DOCUMENT EXCERPT -
BEGIN

I didn’t sleep terribly well last night. I woke up around 2 and couldn’t fall back asleep for about an hour. But I didn’t feel all that tired throughout the day.

I arrived at the retinologist on time, but since I was a last minute appointment, it took a while for me to be seen. I was trying not to think too hard about how close I was to the hospital where Ambrose died.

I spent a long time in the dilation room. Watching other people come in and be called out. I could hear the doctor greeting people in the nearby exam rooms. But I got called eventually.

The doctor examined my eyes and told me the game plan. A surgical procedure called a scleral buckle, usually performed on kids, but he believes it is the right step for me at this time. It would have been better if I had come in sooner, but I can’t go backwards and fix that.

When I was waiting to be scheduled for surgery, I cried thinking about Ambrose. But I was calm by the time I got called back by the scheduler. I’m going in tomorrow morning for the procedure. I’ve got to fast tonight, and I’ll need someone to pick me up after.

I had a moment of panic thinking of who I could get to pick me up after. The friend I’m staying with can’t take the time off work. But I told the scheduler I’d figure it out, and after I left, I did. I called a work friend, and she was available to help, thank goodness.

I walked back to my friend’s house, and then went to the grocery store to get dinner and some snacks for tomorrow. I signed on to work in the afternoon to meet with my team and try to get some testing done before I’d be out for the rest of the week recovering from surgery.

I did some gentle Move U exercises. I’m not going to be able to do anything strenuous for a few weeks. I have to cancel next week’s backpacking trip.

I’m trying not to be too nervous. I am focused on positive and optimal outcomes. I’m meditating on getting through this well. I’m also staying up late so I don’t have to be awake too long while I’m fasting in the morning.

I had a family zoom this evening. Went over the surgery plan. My dad said he wished he could come and be here for me, but he and my step-mom are going to France tomorrow.

The recovery is going to be intense. I’m going to have to keep from touching my eye. A regimen of eye drops. There will be pain. I’ll have a post op appointment Friday morning in Nampa. I really hope I’ll be able to drive home on Friday afternoon.

END

ACTIONS TO TAKE -
• a. In the journal entry about the eye surgery, rewrite the passage between "I did some gentle" and "to France tomorrow.", inclusive, substituting "camping trip" for "backpacking trip".
• b. List every proper noun that appears in the journal entry about the eye surgery.

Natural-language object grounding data
BEGIN

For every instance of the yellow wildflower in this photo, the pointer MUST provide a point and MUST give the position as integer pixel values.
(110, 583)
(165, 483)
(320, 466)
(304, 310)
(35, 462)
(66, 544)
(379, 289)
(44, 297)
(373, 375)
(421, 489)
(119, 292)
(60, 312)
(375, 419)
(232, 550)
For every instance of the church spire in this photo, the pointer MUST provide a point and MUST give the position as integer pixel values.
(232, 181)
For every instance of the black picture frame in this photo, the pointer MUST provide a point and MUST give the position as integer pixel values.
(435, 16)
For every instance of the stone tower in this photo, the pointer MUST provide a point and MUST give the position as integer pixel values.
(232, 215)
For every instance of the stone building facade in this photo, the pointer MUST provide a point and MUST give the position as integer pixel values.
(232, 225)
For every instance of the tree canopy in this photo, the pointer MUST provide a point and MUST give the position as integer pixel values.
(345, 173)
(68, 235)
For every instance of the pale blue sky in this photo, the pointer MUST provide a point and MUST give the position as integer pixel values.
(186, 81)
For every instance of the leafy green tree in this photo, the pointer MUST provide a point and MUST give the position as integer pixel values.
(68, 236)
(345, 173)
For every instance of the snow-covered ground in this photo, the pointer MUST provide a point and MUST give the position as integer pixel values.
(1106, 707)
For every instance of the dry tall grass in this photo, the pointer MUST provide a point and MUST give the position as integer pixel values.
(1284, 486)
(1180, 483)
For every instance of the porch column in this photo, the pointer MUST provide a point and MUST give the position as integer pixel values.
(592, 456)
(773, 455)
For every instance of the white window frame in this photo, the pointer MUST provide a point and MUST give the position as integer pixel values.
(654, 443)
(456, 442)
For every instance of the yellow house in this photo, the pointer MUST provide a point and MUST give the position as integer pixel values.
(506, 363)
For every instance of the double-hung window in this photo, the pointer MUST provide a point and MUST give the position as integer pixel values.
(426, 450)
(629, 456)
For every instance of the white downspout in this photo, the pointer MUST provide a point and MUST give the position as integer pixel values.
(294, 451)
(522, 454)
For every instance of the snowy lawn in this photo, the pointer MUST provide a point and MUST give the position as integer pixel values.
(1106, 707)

END

RESULTS FOR EACH TASK -
• a.
I did some gentle Move U exercises. I’m not going to be able to do anything strenuous for a few weeks. I have to cancel next week’s camping trip.

I’m trying not to be too nervous. I am focused on positive and optimal outcomes. I’m meditating on getting through this well. I’m also staying up late so I don’t have to be awake too long while I’m fasting in the morning.

I had a family zoom this evening. Went over the surgery plan. My dad said he wished he could come and be here for me, but he and my step-mom are going to France tomorrow.

• b. Ambrose, Move U, France, Friday, Nampa